G-d reassures him that his seed will be as numerous as the uncountable stars, following that with a precursor to the first of the Ten Commandments “I am the Lord who brought you out from Ur of the Chaldeans to assign this land to you as a possession [3]” (Breisheet 15:1). Yet Avraham is not convinced and dares G-d to demonstrate that His promises can be relied upon. “How shall I know that I am to possess it?”, he responds[4]. Avraham is near his breaking-point, unwilling to blindly accept G-d’s word at face value.

G-d, understanding what Avraham has been through, does not get upset, and instead enters into a covenant with Avraham. For the first time G-d tells him when his descendants will inherit the land – some 400 years hence. Yet despite the long wait Avraham seems reassured. The previous promises were open-ended and could have taken thousands of years to be fulfilled. 400 years is a long time but with uncertainty removed Avraham can focus on his covenantal role. Avraham has established the virtue of patience for his nation.

He thus accepts Sarah’s advice to marry Hagar so that he may have a child who will begin the fulfilment of the covenant. So convinced is Avraham that Yishmael will carry on the covenant that when G-d tells him that Sarah will bare him a child Avraham responds “O that Ishmael might live by Your favoru!”

Avraham follows G-d’s first command to him, Lech Lecha, to leave his past, with complete obedience, with nary a word of protest. He follows G-d’s last command to him, Lech Lecha to sacrifice his future, with complete obedience, with nary a word of protest. But these are very different forms of obedience.

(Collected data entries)
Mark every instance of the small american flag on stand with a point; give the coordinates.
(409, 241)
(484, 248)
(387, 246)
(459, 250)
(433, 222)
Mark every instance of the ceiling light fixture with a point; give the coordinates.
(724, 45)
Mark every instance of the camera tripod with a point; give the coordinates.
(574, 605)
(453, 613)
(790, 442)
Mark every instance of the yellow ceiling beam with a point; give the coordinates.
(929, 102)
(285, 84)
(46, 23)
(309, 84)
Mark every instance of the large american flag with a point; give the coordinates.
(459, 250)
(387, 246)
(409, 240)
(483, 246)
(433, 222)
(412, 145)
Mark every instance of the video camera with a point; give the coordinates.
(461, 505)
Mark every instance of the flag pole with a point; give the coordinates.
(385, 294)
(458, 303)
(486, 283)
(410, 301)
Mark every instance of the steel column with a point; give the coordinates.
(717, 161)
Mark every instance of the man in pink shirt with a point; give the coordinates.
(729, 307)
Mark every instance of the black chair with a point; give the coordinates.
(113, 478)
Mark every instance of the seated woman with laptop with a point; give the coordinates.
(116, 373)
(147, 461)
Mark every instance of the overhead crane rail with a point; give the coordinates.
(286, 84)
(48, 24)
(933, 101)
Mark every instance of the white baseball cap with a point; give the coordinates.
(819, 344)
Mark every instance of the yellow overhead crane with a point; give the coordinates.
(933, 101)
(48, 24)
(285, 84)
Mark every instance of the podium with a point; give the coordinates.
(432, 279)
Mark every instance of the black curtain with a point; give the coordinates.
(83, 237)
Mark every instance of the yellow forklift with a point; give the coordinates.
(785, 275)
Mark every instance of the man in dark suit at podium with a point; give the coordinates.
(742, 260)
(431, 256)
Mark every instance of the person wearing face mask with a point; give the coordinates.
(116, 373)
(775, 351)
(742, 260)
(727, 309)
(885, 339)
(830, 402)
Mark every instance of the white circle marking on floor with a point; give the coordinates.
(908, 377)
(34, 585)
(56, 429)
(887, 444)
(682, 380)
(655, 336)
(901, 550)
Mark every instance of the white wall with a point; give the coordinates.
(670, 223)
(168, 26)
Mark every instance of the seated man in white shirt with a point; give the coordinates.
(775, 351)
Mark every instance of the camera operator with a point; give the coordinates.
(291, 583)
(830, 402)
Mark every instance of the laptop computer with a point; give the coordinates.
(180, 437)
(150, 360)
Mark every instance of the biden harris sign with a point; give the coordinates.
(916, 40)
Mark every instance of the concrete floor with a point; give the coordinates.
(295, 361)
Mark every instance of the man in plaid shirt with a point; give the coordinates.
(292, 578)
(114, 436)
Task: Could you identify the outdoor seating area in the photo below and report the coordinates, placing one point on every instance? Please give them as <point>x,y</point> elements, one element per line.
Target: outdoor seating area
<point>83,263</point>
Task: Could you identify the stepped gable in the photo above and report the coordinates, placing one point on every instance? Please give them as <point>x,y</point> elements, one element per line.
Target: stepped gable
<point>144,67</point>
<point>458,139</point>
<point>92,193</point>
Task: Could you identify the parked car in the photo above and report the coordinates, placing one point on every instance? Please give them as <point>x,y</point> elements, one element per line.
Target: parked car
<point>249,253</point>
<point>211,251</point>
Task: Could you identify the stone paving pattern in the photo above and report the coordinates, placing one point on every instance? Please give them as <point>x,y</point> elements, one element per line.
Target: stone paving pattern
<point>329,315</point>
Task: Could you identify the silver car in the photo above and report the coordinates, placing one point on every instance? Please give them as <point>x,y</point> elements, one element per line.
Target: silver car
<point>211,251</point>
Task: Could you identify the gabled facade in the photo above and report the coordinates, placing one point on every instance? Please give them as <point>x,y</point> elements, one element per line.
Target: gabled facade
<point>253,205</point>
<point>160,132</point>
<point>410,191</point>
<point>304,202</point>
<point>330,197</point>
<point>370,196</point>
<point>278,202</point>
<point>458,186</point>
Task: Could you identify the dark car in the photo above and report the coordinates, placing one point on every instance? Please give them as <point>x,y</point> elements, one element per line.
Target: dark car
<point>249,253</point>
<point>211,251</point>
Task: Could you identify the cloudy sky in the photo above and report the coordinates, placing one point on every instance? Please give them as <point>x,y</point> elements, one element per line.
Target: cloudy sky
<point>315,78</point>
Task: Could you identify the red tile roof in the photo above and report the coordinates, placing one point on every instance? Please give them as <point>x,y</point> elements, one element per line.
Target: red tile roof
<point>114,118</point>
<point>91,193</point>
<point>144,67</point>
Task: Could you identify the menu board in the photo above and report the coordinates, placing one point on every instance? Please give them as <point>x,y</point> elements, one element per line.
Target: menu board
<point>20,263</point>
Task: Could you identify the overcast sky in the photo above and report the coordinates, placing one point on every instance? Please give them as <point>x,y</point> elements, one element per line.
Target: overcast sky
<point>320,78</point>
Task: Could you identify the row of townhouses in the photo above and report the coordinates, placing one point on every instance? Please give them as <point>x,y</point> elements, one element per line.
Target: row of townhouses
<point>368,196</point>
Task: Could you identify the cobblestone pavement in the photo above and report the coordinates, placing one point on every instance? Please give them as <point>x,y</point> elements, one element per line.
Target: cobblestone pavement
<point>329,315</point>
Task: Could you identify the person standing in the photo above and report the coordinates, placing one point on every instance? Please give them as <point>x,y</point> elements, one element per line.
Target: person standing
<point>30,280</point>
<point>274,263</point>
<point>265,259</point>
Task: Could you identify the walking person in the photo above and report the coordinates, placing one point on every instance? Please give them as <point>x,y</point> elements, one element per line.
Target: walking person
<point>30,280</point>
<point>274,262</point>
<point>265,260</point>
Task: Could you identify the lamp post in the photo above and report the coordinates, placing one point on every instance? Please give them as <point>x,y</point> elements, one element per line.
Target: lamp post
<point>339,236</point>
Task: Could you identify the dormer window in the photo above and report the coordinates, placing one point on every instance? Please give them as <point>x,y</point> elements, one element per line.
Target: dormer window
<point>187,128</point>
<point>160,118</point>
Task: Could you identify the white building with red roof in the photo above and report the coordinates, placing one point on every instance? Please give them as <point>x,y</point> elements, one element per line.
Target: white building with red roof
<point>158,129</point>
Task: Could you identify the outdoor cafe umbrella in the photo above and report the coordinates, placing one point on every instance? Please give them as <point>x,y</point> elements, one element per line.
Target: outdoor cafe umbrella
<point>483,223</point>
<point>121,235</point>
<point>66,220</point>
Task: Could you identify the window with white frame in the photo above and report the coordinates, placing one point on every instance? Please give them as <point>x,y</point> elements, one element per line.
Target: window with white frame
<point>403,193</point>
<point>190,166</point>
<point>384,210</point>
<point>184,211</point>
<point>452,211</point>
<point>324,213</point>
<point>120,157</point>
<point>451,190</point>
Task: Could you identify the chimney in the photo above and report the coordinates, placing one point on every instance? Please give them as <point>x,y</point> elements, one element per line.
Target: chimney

=== Task instructions ===
1: Quote everything in the passage on Avraham from "G-d, understanding what" down to "for his nation.".
2: Using the passage on Avraham, decide whether each statement agrees with it: (a) G-d becomes upset when Avraham challenges His promise; (b) G-d tells Avraham that his descendants will inherit the land in about 400 years; (c) Avraham accepts Sarah's advice to marry Hagar. Answer yes or no for each, quoting the words of the passage that decide it.

=== Expected results ===
1:
G-d, understanding what Avraham has been through, does not get upset, and instead enters into a covenant with Avraham. For the first time G-d tells him when his descendants will inherit the land – some 400 years hence. Yet despite the long wait Avraham seems reassured. The previous promises were open-ended and could have taken thousands of years to be fulfilled. 400 years is a long time but with uncertainty removed Avraham can focus on his covenantal role. Avraham has established the virtue of patience for his nation.

2:
(a) No: "does not get upset, and instead enters into a covenant with Avraham."
(b) Yes: "For the first time G-d tells him when his descendants will inherit the land – some 400 years hence."
(c) Yes: "He thus accepts Sarah’s advice to marry Hagar"